> **REQUIREMENTS**: Starting with the line that contains "In this exercise you will label every instance of the macro" and going on through the end of the rows, repeat those lines with "macro texture" swapped for "close-up texture" and nothing else changed.

────────

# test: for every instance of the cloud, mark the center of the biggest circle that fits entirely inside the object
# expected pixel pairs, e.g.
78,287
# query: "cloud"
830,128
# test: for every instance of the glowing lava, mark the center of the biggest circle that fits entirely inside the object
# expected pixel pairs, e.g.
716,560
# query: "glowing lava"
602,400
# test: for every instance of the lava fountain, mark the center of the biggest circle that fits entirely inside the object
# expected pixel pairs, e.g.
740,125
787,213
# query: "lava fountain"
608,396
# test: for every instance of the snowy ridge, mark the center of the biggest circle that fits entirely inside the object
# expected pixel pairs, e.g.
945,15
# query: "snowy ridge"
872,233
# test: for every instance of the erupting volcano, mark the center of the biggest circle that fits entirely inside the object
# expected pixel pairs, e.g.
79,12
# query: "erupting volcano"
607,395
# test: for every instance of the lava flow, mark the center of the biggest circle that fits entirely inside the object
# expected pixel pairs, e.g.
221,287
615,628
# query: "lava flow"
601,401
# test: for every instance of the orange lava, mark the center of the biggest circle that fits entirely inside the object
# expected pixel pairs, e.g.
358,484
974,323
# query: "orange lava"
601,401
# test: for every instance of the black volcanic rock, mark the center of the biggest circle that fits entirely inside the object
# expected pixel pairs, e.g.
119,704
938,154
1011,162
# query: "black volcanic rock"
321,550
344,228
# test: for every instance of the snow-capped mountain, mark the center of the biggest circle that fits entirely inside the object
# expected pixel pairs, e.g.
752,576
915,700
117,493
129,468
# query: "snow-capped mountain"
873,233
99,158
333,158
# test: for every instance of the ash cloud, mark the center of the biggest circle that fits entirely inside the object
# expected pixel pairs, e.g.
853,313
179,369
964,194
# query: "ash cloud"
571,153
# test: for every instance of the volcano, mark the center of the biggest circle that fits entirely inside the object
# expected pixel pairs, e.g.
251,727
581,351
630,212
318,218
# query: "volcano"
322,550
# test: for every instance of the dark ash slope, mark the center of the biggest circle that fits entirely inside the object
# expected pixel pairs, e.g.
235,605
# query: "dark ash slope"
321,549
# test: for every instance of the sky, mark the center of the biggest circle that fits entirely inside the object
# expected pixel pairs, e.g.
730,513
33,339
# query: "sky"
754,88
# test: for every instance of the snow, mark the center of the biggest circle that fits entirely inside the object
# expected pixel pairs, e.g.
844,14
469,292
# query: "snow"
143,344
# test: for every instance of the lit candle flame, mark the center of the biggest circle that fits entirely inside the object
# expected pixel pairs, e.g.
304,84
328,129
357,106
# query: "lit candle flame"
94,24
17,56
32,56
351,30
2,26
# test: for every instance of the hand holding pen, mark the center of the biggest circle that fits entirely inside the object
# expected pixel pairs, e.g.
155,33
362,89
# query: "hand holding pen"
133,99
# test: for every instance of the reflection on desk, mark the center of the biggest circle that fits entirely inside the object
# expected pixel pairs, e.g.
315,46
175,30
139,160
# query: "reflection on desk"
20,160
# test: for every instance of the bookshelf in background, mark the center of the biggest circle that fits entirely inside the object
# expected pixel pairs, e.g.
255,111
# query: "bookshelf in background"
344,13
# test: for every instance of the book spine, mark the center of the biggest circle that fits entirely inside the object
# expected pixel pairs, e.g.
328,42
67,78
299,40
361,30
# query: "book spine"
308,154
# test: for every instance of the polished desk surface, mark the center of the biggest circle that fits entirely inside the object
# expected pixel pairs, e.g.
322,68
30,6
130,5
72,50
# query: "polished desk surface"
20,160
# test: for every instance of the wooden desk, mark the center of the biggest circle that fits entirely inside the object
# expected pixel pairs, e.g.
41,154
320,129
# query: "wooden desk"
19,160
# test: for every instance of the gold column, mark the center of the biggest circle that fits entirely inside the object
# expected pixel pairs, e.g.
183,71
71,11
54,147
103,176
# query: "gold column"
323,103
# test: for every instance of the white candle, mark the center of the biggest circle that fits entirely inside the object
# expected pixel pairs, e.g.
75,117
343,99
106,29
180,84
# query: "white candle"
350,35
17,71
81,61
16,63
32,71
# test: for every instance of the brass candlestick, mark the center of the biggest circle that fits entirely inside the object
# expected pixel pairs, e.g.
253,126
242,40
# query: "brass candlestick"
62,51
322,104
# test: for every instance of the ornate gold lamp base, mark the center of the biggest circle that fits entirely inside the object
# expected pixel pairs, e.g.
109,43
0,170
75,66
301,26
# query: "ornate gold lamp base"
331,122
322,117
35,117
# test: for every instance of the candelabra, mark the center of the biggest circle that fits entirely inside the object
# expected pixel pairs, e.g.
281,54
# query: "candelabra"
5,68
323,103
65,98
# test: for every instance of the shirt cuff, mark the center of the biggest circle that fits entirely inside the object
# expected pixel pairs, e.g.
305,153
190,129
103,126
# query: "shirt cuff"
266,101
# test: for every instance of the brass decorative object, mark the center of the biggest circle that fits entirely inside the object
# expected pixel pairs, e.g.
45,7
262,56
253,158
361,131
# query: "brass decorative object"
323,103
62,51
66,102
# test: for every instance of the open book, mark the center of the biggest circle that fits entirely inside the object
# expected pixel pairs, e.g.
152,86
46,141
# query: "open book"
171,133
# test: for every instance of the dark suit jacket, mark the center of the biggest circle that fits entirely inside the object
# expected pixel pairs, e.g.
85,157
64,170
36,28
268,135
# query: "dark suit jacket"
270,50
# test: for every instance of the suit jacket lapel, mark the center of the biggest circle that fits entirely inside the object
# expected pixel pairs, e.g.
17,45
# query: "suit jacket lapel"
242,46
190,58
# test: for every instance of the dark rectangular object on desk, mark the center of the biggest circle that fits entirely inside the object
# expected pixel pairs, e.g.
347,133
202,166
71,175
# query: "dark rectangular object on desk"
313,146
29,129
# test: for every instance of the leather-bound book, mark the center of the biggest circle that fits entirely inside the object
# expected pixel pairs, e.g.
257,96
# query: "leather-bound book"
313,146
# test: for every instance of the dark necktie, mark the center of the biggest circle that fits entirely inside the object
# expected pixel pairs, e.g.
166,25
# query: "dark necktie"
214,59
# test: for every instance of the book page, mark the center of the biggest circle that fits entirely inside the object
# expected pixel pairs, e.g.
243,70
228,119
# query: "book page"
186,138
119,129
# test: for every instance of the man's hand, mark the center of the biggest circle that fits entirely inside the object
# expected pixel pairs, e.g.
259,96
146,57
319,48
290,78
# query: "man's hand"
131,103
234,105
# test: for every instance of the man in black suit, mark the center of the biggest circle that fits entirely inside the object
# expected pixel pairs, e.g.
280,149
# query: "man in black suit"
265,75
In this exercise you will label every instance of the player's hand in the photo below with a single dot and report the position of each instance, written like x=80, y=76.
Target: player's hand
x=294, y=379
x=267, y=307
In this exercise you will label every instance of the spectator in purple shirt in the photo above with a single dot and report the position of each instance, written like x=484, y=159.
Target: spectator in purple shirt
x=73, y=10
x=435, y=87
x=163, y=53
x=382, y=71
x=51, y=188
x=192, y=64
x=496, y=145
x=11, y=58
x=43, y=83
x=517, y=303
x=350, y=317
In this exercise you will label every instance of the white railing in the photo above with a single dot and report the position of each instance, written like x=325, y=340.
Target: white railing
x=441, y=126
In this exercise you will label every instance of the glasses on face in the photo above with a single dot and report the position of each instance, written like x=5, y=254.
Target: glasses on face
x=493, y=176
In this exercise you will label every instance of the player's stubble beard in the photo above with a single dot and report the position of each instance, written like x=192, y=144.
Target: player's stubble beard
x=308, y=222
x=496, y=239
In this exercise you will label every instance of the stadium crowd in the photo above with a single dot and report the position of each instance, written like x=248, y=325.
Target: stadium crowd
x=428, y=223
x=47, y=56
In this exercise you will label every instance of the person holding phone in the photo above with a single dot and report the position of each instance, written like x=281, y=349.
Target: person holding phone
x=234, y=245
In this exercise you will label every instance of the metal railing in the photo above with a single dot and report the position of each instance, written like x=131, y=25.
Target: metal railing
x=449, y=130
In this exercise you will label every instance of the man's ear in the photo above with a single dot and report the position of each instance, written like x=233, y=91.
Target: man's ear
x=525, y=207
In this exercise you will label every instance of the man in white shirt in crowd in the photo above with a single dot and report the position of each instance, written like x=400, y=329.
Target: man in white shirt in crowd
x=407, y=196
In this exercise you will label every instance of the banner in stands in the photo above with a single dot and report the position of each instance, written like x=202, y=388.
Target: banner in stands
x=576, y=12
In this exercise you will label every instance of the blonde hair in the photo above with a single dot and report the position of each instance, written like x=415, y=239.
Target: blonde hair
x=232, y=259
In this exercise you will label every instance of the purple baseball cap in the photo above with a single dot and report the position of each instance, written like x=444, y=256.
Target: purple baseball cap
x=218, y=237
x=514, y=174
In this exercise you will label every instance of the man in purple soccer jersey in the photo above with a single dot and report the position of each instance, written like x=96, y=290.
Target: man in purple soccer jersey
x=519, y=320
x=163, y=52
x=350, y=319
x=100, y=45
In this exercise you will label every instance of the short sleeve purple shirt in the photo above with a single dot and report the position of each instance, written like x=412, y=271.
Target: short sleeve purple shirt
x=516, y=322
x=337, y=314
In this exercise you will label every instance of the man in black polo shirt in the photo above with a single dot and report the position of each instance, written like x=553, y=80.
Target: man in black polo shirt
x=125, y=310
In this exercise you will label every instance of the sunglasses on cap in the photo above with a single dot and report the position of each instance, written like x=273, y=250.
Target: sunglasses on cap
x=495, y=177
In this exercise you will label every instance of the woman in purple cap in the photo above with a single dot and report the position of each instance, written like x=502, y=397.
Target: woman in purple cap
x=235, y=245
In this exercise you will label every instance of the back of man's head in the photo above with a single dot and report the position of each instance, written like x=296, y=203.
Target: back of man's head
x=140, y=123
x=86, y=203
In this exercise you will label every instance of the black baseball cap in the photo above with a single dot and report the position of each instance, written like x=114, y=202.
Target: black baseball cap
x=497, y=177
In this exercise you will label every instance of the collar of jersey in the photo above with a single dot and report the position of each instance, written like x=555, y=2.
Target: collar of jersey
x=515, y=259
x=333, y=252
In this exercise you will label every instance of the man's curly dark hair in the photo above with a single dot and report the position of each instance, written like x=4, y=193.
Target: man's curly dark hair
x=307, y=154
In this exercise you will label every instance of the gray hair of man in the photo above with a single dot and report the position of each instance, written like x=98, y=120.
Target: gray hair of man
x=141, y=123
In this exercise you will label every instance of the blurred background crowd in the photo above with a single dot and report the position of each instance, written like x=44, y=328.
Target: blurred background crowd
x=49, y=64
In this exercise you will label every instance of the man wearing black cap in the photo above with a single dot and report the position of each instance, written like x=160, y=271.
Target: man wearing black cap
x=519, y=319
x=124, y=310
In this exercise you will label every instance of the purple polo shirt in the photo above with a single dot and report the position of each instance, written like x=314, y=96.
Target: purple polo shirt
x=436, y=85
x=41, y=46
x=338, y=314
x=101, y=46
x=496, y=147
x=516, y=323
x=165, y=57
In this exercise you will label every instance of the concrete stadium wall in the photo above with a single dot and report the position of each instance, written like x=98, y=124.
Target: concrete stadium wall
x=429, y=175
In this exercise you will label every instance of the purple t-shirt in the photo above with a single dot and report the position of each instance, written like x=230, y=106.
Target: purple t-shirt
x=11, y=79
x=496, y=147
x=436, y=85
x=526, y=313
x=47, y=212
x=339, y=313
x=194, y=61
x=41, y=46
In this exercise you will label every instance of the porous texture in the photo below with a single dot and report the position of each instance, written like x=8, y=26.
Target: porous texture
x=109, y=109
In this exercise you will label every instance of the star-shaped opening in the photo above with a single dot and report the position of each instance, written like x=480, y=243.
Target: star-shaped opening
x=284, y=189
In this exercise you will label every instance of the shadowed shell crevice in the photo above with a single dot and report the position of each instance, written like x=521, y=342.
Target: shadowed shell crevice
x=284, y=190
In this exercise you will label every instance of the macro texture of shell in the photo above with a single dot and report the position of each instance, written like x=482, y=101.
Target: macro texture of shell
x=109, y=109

────────

> **RESPONSE**:
In this exercise you will label every instance of the close-up texture of shell in the photo above with a single dot and report the position of each instance, written like x=482, y=101.
Target: close-up texture of shell
x=109, y=109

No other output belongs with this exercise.